TEXT PROVIDED
Bank of Blackwell v. Dean

60 P. 226 | Okla. | 1900

Opinion of the Court by The Bank of Blackwell, a banking corporation at Blackwell, Oklahoma, on January *627 2, 1897, drew its draft on the Bank of Kildare a banking corporation doing business at Kildare, Oklahoma, payable to its own order, for the sum of $400, and sent the draft by mail to the Metropolitan National Bank of Kansas City, Mo., to be placed to the credit of the Bank of Blackwell. On the same day the Bank of Blackwell sent $400 in currency to the Bank of Kildare, to cover the amount of its draft when same should be presented. The Metropolitan National Bank sent the draft to the Bank of Kildare for payment, and the Bank of Kildare cancelled the draft and issued its own draft upon the Farmers National Bank of Arkansas City, Kansas, for a like sum, and sent said draft to the Metropolitan National Bank, to settle the amount due on the draft issued by the Bank of Blackwell. The Metropolitan National Bank sent the latter draft to the Farmers National Bank of Arkansas City for payment but in the meantime the Bank of Kildare had failed and made an assignment, and the latter draft was protested for non-payment. The Metropolitan National Bank then cancelled the credit of $400 it had given the Bank of Blackwell. The Bank of Blackwell paid the $400 to the Metropolitan National Bank, and filed its claim against the assignee for the sum of $400, and alleged that the deposit was a special one for the express purpose of meeting the draft it had made on the Bank of Kildare, and asked to be paid as a preferred creditor. The assignee resisted that portion of the demand which sought to have the deposit declared a special deposit, and paid as a preferred claim.

The case was tried to the court, and a demurrer sustained to plaintiff's evidence, and judgment rendered denying *628 the application of the Bank of Blackwell to be made a preferred creditor. From this judgment the plaintiff in error, the Bank of Blackwell, appeals.

There is but one question presented by the record for our consideration, viz: Whether the deposit of the $400, made by the Bank of Blackwell in the Bank of Kildare, was a general or a special deposit. If the deposit was a general one, then the relation of debtor and creditor existed at the time of the failure of the Bank of Kildare, and the judgment of the district court must be affirmed.

The evidence in relation to this particular question is to the effect that some months prior to the transaction in question, the cashier of the Bank of Blackwell drew a draft on the Bank of Kildare, where it had no funds to its credit, and at the same time wrote and sent the following letter:

"Bank of Kildare,

KILDARE, OKLA., Aug. 26.

"Dear Sir: I have just been to the telephone and made an unsuccessful attempt to call you up, but could get no response from your office.

"I have run pretty short of exchange, but I have more currency than I have any use for; therefore, I take the liberty of shipping you $1,000 currency, and I draw on you for a like amount.

EXERCISES TO COMPLETE
A) Edit the passage of the Bank of Blackwell opinion starting at "The evidence in" and ending at "from your office.", replacing "telephone" with "telegraph office".
B) Does the Bank of Blackwell opinion support each of these statements? Answer yes or no for each, quoting the deciding words of the opinion.
(i) The Bank of Blackwell sent currency to the Bank of Kildare to cover its draft.
(ii) The Farmers National Bank of Arkansas City paid the draft issued by the Bank of Kildare.
(iii) The case was tried before a jury.
C) Write the next part of the Bank of Blackwell opinion, picking up after its final sentence.
The lines after this opinion have no connection to the Bank of Blackwell case.

SUPPLIED RECORDS
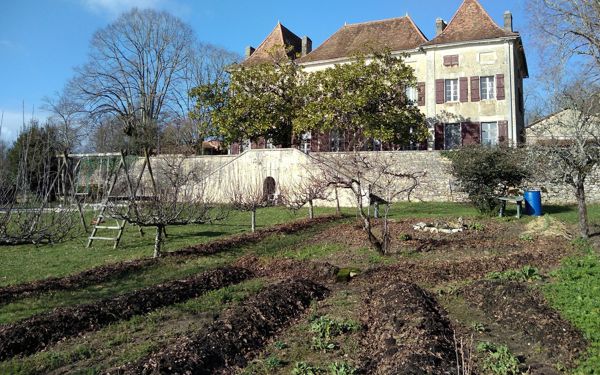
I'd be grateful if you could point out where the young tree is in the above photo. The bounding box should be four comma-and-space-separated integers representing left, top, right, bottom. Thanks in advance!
294, 51, 428, 150
192, 51, 301, 147
108, 153, 225, 258
281, 169, 333, 219
73, 9, 196, 152
530, 87, 600, 238
315, 152, 424, 254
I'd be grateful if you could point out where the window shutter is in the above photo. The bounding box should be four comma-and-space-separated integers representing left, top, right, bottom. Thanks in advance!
471, 77, 481, 102
435, 79, 445, 104
461, 122, 481, 146
417, 82, 425, 106
434, 124, 444, 150
496, 74, 506, 100
458, 77, 469, 103
498, 121, 508, 144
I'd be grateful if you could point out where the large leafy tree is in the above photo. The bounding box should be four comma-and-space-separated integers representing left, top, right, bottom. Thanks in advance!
294, 51, 427, 150
191, 54, 302, 147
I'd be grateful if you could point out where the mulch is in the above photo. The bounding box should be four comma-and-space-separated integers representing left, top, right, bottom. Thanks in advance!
0, 267, 254, 361
108, 279, 328, 374
460, 280, 587, 367
0, 215, 340, 305
361, 282, 456, 375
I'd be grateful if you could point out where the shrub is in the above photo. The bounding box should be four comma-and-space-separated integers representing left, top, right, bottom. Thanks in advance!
444, 146, 529, 214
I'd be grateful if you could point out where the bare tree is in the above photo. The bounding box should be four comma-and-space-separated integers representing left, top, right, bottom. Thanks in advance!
530, 83, 600, 238
108, 153, 226, 258
227, 171, 275, 232
43, 85, 88, 151
73, 9, 195, 150
315, 152, 424, 254
528, 0, 600, 78
281, 170, 333, 219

OUTPUTS FOR THE TASKS
A)
The evidence in relation to this particular question is to the effect that some months prior to the transaction in question, the cashier of the Bank of Blackwell drew a draft on the Bank of Kildare, where it had no funds to its credit, and at the same time wrote and sent the following letter:

"Bank of Kildare,

KILDARE, OKLA., Aug. 26.

"Dear Sir: I have just been to the telegraph office and made an unsuccessful attempt to call you up, but could get no response from your office.

B)
(i) Yes: "On the same day the Bank of Blackwell sent $400 in currency to the Bank of Kildare, to cover the amount of its draft when same should be presented."
(ii) No: "the latter draft was protested for non-payment."
(iii) No: "The case was tried to the court."

C)
"I have been informed that owing to wheat shipments, that all the banks along the R. R. are having to ship in currency daily; hence, I trust this will be in your favor, and an accommodation, as well as to ours; however, should it not be such, you can return the currency, at our expense, and when our draft reaches you, protect the same by drawing back on us for a like amount. *629

"Let me hear from you, as I may often accumulate currency, being located away from the R. R. Yours truly,

"M. E. RICHARDSON."

It seems this letter was not answered, but the money was accepted and draft paid. The Bank of Blackwell continued to make drafts on the Bank of Kildare at various times and in divers sums; and each time made a remittance of the amount of the draft. The funds were usually sent by the mail carrier as a messenger, who receipted to the Bank of Kildare for the amount, and took a deposit slip from the Bank of Blackwell. No other contract or agreement existed between the banks than such as the law would imply from the above letter, and their business transactions, and no directions were given other than those contained in said letter.

It is contended by the Bank of Blackwell that each remittance constituted a special deposit for the express purpose of meeting its own draft, and that no general deposit was ever made by it in the Bank of Kildare.

A long list of authorities are cited by plaintiffs in error in support of their contention; some of which are applicable to the question here involved, while others relate to questions where the relation of principal and agent, or trustee andcestui que trust exist, and not that of depositor and depository.

The rules of law governing the relations of depositors and banks of deposit are well settled, and the only difficulty lies in the application of these rules to a given state of facts.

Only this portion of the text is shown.